Selected extract.
++++++

The thing I’ve been most impressed with this year has been this teams ability to bounce back from bad things. This team bounced back from the Oklahoma State loss with a drubbing of Kansas, on the road at at 11:00 a.m. I know it’s easy to overlook beating Kansas, but they had just played West Virginia relatively close and were coming off a bye, a full two weeks to prepae for Texas Tech and they were absolutely hammered. I’m not at all suggesting that Texas Tech is going to hammer Iowa State, but I do think that there’s something to this team responding. They’ve typically been pretty quiet about what they do.

It seems as if Kingsbury is running a lot of plays with a tight end and that’s a hand on the turf tight end in Donta Thompson. They’ve mostly been running plays, but in looking at the personnel at times during the game, Texas Tech is running a tight end with a fullback and a running back and that’s a pro-style offense. Someone mentioned to me that this doesn’t work as well unless Thompson catches a pass and as of right now, Thompson hasn’t done that. But it seems that Kingsbury tends to have a long game in play lots of times. Those 12 personnel sets have typically been running plays, but don’t be surprised to see that change in the near future. I’d guess that Kingsbury is setting something up for later in the year. That may be this week.

One other thing to watch, is how this team is really regressing as the game continues, on both offense and defense, via Football Study Hall:

Those numbers don’t have to mean very much other than on 1st and 2nd down, this team is pretty spectacular on offense and in quarters 1-3, this team plays really well, but there’s a drop off, on offense and defense and they’ve got to reverse that trend this week.

4. Keys for Texas Tech

  • The key for Texas Tech will be playing mistake free football and hopefully forcing some Iowa State turnovers. ISU hasn’t really turned the ball over really at all this year. The other thing that I think is going to lay on the defense’s doorsteps is the idea that they need to figure out how to get pressure on Kyle Kempt at quarterback. The Cyclones have been really good at protecting the quarterback and pressure will usually change how those turnovers arrive. This should be a big game from Eli Howard and hopefully Lonzell Gilmore is healthy.
  • The size of Iowa State’s receivers is obviously bothersome considering how the bigger David Sills just ran Texas Tech ragged last week. Sills is very good at what he does and Iowa State hasn’t shown that they are as prolific offensively as West Virginia. Lazard is most likely as good as an athlete as Sills, but just hasn’t had the opportunity. Not only that, Lazard is only catching 53% of his passes, so it’s not as if he’s capitalizing on what’s most likely some of those deep passes.
  • I think Texas Tech will need to be especially cognizant of Trever Ryen, who catches 78% of all of his passes and David Montgomery coming out of the backfield, who ends up catching 81% of those passes. Kempt likes to push the ball down the field more than Park ever did.
  • Offensively, Texas Tech needs to put some real rhythm together for the entire game. I think that college football games are a lot like NBA games now-a-days, where in an NBA game a team will be down by twenty, but the team that’s down will make a run and be right back in the game. Twenty-point leads don’t mean as much in the NBA as they used to and I think that’s the same for college football offenses. There are no perfect offenses, including Kingsbury’s and Texas Tech’s. The problem with those lulls for Texas Tech is that they are coming at the end of games and at the beginning of games (not recently, but prior to Kansas and West Virginia). There’s almost no escaping the lull, but I’d rather be hot late than early.

++++++

Records provided.
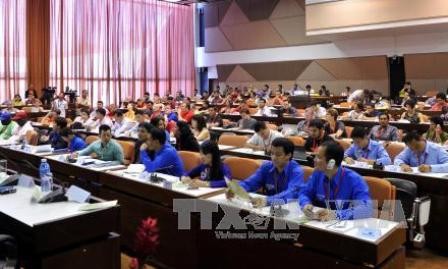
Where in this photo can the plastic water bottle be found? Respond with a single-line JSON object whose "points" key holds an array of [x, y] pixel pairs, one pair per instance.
{"points": [[45, 176]]}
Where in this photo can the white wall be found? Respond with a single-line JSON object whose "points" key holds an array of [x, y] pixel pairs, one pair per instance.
{"points": [[386, 45]]}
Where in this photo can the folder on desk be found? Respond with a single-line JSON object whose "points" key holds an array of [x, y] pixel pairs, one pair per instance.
{"points": [[238, 190]]}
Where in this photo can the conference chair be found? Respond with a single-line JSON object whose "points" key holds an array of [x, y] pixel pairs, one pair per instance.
{"points": [[241, 168], [343, 143], [190, 159], [416, 210], [348, 131], [32, 137], [394, 148], [91, 138], [128, 151], [307, 171], [233, 140], [272, 126], [8, 252], [381, 191], [297, 140]]}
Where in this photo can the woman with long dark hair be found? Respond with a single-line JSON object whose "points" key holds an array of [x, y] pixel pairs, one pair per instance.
{"points": [[211, 173], [199, 126], [185, 139]]}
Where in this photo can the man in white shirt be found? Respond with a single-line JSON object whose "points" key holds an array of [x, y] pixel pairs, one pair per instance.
{"points": [[61, 104], [99, 119], [263, 110], [139, 119], [99, 105], [262, 138], [83, 101], [121, 125], [358, 96], [22, 127]]}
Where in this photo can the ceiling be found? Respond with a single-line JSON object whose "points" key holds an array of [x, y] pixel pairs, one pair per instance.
{"points": [[189, 2]]}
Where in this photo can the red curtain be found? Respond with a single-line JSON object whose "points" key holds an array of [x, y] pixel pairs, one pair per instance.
{"points": [[119, 49], [13, 69]]}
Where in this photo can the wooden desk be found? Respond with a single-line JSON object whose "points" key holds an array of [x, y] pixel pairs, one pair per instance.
{"points": [[436, 187], [58, 235], [340, 250], [422, 127]]}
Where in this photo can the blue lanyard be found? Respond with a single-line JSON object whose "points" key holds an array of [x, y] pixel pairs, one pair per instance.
{"points": [[336, 190]]}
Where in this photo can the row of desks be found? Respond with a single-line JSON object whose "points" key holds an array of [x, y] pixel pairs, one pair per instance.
{"points": [[435, 185], [406, 126], [198, 248]]}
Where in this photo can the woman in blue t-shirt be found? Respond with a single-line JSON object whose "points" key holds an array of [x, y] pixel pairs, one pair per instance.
{"points": [[211, 173]]}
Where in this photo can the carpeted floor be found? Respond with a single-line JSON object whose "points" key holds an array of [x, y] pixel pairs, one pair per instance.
{"points": [[415, 259]]}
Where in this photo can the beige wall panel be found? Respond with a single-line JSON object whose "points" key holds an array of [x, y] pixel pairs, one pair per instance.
{"points": [[351, 13], [315, 72], [426, 66], [215, 40], [362, 68], [287, 8], [292, 30], [259, 34], [240, 75], [234, 15]]}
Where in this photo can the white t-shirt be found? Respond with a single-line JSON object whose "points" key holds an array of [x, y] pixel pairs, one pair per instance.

++++++

Required work.
1. In the Texas Tech game preview, what share of his passes does Trever Ryen catch?
2. Do these statements agree with the Texas Tech game preview? (a) Texas Tech beat Kansas on the road. (b) Donta Thompson has already caught a pass. (c) Lazard catches 53% of his passes.
3. Write the next part of the Texas Tech game preview, starting after its last sentence.
The data has nothing to do with the Texas Tech game preview.

Results of the exercise.
1. 78%

2.
(a) Yes: "This team bounced back from the Oklahoma State loss with a drubbing of Kansas, on the road"
(b) No: "as of right now, Thompson hasn’t done that"
(c) Yes: "Lazard is only catching 53% of his passes"

3.
  • We’re getting real close to the disappearing act of Derrick Willies, who has all of the talent in the world, but hasn’t been able to put it together on the field. That position has seemingly always been problematic, or it has since Kingsbury arrived. Quan Shorts seems like he is ready for the role, but I’m not ready to write off Willies just yet. There’s lots of time for him to make a second half push and I’d guess the coaches want to see that.
  • Kingsbury said during yesterday’s luncheon that Desmond Nisby didn’t play all that much against West Virginia because he was mentally just not ready to handle some of the things that the Mountaineers were doing offensively. That’s way too an important part of the offense to have to take away because things are getting complicated. I’m ready for Nisby to get his head in the playbook and wrapped around pretty much everything. That combination of Stockton, Nisby and King should be tough to beat, but when you take one of those away, that’s an important weapon you’re taking away from the team. You can’t play light-weighted safeties who can’t support the run if Nisby can get meaningful snaps.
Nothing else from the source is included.